→ STATED TASK: Transcribe the lines of the records starting with the one that has "written like (477,21)." in it and ending with the last, and transcribe nothing else.

(Location annotation dataset excerpts)
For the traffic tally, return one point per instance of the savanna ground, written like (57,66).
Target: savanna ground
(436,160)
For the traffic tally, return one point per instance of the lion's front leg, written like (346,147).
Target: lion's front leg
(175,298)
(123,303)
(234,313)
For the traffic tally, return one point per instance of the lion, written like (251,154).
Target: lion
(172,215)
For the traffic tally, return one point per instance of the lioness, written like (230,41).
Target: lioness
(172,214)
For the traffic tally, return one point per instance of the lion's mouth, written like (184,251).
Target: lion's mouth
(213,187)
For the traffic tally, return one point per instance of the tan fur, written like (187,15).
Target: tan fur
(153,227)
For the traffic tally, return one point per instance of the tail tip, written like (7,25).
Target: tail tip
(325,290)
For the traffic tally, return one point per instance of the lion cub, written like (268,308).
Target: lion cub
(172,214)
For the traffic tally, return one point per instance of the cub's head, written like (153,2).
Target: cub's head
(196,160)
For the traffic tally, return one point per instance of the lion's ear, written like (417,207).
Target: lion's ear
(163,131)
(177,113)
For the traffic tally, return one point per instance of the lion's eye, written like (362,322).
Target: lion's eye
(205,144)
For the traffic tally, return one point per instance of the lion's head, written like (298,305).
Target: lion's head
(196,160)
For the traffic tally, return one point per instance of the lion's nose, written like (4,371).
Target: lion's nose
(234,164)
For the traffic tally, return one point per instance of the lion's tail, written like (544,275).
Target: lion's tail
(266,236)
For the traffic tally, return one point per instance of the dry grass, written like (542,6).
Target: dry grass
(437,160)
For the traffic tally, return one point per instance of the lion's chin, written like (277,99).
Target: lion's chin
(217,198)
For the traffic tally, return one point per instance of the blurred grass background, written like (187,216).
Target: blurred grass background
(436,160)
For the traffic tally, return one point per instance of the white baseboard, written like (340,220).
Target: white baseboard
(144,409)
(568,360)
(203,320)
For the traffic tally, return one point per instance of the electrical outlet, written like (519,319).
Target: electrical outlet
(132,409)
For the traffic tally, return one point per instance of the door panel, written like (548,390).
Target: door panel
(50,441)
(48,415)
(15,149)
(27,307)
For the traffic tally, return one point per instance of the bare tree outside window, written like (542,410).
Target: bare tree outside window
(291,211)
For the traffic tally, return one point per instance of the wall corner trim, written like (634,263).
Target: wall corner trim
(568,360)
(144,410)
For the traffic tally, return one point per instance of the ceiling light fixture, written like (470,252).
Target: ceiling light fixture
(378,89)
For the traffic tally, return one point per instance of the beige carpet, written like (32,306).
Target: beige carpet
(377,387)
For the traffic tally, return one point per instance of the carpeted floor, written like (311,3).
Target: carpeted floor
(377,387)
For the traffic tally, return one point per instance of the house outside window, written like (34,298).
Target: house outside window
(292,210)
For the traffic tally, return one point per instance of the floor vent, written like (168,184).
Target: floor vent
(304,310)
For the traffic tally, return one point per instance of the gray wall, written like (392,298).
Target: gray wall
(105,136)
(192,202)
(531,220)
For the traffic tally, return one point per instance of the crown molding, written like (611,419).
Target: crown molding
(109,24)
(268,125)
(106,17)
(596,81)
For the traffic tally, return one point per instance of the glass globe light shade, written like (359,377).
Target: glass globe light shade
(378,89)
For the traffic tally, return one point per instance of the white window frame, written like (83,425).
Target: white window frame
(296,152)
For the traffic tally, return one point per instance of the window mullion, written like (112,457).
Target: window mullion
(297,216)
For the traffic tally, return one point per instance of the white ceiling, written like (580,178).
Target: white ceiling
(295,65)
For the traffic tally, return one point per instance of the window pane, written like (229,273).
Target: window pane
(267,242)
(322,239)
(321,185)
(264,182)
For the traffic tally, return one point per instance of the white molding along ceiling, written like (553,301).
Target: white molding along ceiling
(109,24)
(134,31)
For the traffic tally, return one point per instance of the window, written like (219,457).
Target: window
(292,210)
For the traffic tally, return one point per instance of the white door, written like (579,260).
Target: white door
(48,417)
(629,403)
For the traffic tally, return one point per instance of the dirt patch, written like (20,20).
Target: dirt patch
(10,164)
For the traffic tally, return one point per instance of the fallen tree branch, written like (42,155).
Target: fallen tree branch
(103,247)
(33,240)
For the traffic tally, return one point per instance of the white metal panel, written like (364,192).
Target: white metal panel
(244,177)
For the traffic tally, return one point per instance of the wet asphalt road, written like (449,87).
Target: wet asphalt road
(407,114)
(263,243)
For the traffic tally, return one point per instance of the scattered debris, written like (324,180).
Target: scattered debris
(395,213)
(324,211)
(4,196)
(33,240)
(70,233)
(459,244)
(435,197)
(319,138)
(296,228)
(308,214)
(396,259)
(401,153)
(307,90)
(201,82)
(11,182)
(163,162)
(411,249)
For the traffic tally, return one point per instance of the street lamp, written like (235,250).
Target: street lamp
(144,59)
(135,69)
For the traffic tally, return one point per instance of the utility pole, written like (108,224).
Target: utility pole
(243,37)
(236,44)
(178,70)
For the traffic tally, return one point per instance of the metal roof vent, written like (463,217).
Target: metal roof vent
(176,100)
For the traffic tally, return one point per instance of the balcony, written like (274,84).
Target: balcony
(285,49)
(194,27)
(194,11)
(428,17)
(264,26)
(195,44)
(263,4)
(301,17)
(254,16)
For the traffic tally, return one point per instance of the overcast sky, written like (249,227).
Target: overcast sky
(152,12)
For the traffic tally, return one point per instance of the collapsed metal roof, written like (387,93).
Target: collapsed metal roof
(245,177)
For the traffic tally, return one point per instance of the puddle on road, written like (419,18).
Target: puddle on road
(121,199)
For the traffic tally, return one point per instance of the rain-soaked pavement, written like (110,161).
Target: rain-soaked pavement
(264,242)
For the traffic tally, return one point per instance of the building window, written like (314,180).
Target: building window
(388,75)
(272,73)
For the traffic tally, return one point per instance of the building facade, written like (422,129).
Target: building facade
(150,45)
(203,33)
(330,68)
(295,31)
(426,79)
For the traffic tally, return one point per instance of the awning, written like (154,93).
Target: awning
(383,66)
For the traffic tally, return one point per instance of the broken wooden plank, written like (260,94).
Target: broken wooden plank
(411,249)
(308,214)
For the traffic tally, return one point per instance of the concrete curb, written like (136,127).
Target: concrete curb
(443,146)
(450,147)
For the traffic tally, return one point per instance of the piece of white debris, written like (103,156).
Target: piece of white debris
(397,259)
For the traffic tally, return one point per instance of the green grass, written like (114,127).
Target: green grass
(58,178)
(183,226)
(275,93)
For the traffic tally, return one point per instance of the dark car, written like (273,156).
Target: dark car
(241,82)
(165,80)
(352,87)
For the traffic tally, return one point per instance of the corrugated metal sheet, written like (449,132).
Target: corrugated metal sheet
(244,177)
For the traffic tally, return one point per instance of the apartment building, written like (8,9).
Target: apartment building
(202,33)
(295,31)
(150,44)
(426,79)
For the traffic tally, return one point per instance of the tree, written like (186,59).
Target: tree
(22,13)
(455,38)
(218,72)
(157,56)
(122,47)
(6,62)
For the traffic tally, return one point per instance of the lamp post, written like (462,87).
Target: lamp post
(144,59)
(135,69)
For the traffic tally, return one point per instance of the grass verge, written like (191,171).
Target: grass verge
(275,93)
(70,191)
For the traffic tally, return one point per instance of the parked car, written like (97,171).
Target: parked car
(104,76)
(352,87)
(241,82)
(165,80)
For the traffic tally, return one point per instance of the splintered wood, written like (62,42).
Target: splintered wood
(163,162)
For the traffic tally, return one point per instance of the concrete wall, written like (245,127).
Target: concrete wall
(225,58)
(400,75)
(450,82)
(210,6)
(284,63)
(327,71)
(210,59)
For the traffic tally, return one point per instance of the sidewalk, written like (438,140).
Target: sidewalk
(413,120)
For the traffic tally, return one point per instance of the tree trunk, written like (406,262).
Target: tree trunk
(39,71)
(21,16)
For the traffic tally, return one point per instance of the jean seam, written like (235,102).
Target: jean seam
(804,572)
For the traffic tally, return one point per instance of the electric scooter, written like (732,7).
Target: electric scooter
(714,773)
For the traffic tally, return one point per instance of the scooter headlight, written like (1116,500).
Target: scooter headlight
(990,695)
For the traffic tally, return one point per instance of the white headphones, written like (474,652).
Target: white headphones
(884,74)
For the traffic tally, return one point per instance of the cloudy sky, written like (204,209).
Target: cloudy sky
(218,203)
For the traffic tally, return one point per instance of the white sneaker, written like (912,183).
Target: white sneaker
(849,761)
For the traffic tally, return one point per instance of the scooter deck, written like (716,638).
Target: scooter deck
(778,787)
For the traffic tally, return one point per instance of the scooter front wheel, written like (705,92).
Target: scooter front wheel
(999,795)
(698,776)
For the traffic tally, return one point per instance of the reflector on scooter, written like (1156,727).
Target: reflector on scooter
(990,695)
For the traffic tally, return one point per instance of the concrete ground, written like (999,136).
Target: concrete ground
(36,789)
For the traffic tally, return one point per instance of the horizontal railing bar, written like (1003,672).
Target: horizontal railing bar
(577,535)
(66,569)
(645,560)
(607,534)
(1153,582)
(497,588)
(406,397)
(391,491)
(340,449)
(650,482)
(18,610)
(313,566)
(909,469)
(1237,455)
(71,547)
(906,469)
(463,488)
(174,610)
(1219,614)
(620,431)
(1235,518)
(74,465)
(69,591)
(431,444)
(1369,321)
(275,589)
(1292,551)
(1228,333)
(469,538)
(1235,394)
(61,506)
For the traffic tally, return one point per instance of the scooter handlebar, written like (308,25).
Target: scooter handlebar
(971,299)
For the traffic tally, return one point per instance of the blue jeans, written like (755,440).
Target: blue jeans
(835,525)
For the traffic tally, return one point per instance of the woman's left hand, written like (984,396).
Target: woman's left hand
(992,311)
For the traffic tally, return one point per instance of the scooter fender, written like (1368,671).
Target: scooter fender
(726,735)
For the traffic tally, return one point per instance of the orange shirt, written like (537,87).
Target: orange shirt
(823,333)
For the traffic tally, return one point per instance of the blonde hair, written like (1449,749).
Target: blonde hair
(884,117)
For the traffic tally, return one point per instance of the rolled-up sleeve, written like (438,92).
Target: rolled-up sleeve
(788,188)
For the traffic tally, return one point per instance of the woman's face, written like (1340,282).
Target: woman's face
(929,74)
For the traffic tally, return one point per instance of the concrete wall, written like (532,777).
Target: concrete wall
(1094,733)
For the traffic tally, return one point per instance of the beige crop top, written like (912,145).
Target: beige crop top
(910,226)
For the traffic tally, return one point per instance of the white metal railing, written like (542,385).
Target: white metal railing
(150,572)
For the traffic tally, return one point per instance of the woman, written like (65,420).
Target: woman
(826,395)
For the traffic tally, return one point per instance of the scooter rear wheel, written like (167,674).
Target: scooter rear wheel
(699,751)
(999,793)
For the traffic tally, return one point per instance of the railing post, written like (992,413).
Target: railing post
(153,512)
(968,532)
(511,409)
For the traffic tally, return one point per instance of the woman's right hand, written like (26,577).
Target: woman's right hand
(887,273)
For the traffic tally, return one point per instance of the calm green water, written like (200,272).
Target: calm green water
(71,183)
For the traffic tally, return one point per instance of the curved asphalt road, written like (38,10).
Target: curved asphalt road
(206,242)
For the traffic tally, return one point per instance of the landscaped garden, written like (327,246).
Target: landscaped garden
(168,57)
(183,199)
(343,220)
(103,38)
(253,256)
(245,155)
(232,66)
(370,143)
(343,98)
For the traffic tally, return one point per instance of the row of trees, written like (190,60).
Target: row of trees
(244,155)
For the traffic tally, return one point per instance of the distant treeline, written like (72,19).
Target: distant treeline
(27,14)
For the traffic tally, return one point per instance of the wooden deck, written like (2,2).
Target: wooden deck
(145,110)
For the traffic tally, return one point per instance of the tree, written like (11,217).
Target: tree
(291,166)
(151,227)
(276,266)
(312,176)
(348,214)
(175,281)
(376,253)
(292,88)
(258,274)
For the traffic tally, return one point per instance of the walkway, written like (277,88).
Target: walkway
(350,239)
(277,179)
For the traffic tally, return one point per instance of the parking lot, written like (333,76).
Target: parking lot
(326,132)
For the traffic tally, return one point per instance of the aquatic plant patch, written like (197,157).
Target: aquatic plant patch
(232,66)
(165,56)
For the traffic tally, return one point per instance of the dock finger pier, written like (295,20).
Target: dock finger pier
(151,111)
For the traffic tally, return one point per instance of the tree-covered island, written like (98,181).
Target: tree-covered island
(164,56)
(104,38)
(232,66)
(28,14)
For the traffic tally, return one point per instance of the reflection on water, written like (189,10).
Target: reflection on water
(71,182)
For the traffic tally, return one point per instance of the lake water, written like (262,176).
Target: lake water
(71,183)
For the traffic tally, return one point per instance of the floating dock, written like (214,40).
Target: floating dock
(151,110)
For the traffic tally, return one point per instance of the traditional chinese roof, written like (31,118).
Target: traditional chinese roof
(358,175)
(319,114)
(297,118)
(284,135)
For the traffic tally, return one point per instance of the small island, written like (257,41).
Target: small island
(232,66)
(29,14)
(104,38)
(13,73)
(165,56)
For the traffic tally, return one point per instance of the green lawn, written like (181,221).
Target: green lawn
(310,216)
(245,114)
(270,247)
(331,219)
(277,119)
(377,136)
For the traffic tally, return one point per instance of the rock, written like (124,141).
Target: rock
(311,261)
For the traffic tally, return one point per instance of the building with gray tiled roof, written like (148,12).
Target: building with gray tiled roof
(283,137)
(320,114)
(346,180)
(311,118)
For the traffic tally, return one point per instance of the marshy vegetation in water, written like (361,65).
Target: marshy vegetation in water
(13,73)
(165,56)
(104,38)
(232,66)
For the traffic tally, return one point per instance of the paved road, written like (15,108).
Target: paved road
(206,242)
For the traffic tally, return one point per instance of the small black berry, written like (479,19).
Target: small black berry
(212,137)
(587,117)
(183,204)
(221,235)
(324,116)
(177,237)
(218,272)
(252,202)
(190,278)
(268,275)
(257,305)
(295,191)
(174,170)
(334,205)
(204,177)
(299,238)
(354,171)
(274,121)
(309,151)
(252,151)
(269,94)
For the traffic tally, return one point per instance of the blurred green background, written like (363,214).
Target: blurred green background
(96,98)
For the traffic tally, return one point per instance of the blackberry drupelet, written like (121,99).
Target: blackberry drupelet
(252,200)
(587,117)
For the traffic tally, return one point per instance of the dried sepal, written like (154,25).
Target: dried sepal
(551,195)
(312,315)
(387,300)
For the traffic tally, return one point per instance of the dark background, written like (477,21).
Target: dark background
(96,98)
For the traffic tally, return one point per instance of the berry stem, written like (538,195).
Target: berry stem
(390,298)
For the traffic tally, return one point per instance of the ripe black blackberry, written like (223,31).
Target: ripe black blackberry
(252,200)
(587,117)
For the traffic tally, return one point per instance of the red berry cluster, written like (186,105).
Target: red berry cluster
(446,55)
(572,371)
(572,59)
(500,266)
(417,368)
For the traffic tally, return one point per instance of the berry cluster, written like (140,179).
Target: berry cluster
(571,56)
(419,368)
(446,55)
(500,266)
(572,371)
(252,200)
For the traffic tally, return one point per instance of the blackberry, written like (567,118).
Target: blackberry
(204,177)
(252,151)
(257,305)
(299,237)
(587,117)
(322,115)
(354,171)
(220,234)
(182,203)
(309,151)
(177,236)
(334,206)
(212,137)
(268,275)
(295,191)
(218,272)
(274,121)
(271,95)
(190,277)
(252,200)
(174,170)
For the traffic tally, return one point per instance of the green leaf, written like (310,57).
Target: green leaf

→ REPLY TO THE TASK:
For the traffic tally, return one point per instance of the dark background, written like (477,21).
Target: dark background
(96,98)
For the traffic tally, return one point per instance of the berry stem, written like (538,195).
Target: berry stem
(390,298)
For the traffic tally, return one point per instance of the ripe black blackberry, written like (223,31).
Target: ripe black blackberry
(252,200)
(587,117)
For the traffic tally, return one point per instance of the red berry cluster, written like (186,105).
Target: red berry cluster
(446,55)
(572,371)
(572,59)
(500,266)
(417,368)
For the traffic tally, return one point per instance of the berry cluster, written like (140,179).
Target: berry cluster
(571,56)
(419,368)
(446,55)
(500,266)
(572,371)
(252,200)
For the traffic tally, return one point per instance of the blackberry, written like (567,118).
Target: blackberry
(204,177)
(252,151)
(257,305)
(299,237)
(587,117)
(322,115)
(354,171)
(220,234)
(182,203)
(309,151)
(177,236)
(334,206)
(212,137)
(268,275)
(295,191)
(218,272)
(274,121)
(271,95)
(190,277)
(252,200)
(174,170)
For the traffic tally, return one point per instance of the green leaf, written like (310,57).
Target: green leaf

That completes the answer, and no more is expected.